Coordinate labeling data

——

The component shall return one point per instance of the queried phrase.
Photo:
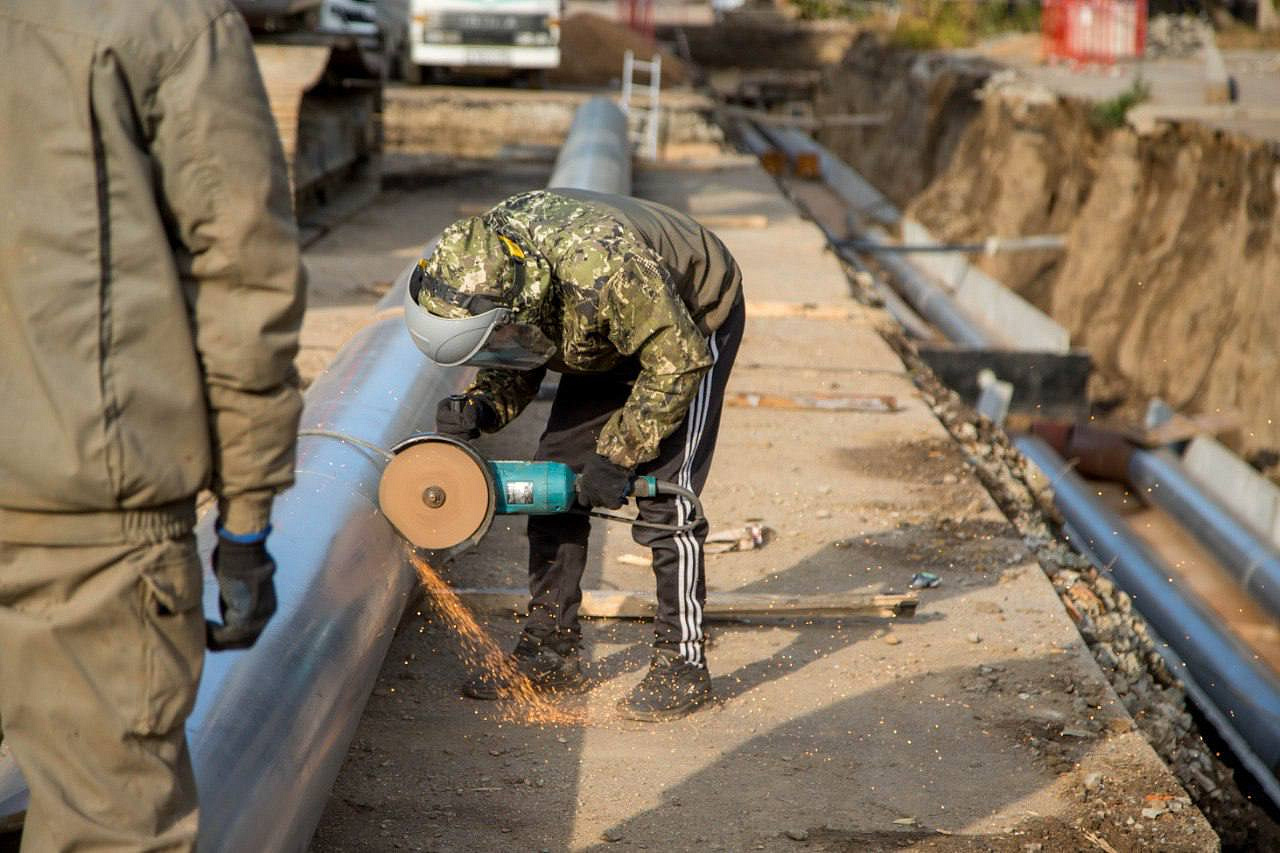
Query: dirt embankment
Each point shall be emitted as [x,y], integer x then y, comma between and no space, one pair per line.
[1171,274]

——

■ **Exercise description**
Rewrite every line above in full, including its requests, with each coordinate in the answers multiplied by 2.5 and rounded to a whole number, halves rounding up. Leave the requests and their format samples unchanged, and omit the pictures from your answer.

■ **Written solution**
The component shall return one point per instance of the queried phrase.
Photo:
Query: dirt embankment
Each point shall be emitted as [x,y], integer x then y, comma between and no space, one pair per line.
[2928,685]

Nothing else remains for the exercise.